- _Task instructions_:
**A.** From the architecture notes, list every term defined in the performance vocabulary.
**B.** According to the architecture notes, what is the basic, universal performance advice?
**C.** Reproduce the architecture notes between "Patterns of Enterprise" and "that is. (2)", inclusive, swapping "parts" for "components".

- _Text excerpt_:
★ ★ ★
Patterns of Enterprise Application Architecture

What is Architecture?

  1. high level breakdown of system into parts
  2. decisions that are hard to change

In the end, architecture boils down to the important stuff – whatever that is. (2)

  • most widely used technique is to break (decompose) the application into layers and how these layers work together

Enterprise Applications

  • they involve persistent data around for multiple runs of an application
  • lots of data
  • many users access data concurrently which involves potential access issues
  • lots of user interface screens to interact with data
  • need to integrate with other apps in a variety of different languages/stacks
  • conceptual dissonance between technology and data – needs to be read, munged, & written in a variety of syntactic and semantic flavors
  • complex business “illogic” to handle domain complexity

Performance

  • any performance advice shouldn’t be treated as fact until actually tested
  • basic, universal advice - minimize remote calls
  • significant changes to config will invalidate assumptions about performance
  • some performance vocab
    • response time - time it takes for system to process response fromt he outside
    • responsiveness - how quickly system acknowledges requests as opposed to processing
    • latency - minimum time required to get any form of response
    • throughput - how much stuff you can do in a given time
    • load - how much stress a system is under
    • load sensitivity - how response time varies under load (a system degrades under load)
★ ★ ★
- _Data supplied_:

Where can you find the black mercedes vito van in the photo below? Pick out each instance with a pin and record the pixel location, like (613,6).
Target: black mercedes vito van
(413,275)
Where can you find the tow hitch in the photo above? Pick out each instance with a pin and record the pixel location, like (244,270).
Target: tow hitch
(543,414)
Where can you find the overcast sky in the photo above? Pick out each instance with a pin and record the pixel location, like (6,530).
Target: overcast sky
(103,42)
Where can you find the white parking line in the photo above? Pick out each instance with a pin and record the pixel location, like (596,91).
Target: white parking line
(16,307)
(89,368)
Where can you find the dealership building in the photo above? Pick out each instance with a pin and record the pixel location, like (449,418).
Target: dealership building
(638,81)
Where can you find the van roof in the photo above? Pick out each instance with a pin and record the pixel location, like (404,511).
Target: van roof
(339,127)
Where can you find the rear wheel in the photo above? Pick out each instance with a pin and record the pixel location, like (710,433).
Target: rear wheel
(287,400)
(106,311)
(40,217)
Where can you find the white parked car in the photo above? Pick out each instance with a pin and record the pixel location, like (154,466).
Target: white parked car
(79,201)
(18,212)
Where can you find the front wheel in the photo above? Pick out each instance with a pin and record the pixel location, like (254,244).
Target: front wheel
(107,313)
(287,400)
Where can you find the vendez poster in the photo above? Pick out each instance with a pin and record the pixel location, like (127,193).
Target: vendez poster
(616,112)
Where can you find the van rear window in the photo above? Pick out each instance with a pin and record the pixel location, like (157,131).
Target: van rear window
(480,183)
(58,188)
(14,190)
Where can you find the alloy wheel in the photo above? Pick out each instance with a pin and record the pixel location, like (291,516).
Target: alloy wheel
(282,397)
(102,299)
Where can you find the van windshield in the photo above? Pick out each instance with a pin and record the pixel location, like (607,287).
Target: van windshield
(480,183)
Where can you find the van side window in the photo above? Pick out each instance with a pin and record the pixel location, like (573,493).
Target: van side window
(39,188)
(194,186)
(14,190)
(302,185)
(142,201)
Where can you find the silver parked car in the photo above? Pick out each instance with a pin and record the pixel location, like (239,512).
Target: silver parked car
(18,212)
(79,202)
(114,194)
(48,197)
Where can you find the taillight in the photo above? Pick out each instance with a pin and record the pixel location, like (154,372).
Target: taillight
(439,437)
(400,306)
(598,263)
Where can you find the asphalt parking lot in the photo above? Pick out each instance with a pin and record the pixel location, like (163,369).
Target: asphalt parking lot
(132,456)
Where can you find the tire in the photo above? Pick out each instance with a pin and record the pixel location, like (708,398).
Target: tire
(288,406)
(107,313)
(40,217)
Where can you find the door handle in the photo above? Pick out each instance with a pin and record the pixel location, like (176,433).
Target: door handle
★ ★ ★
- _The results_:
**A.** response time, responsiveness, latency, throughput, load, load sensitivity

**B.** Minimize remote calls.

**C.**
Patterns of Enterprise Application Architecture

What is Architecture?

  1. high level breakdown of system into components
  2. decisions that are hard to change

In the end, architecture boils down to the important stuff – whatever that is. (2)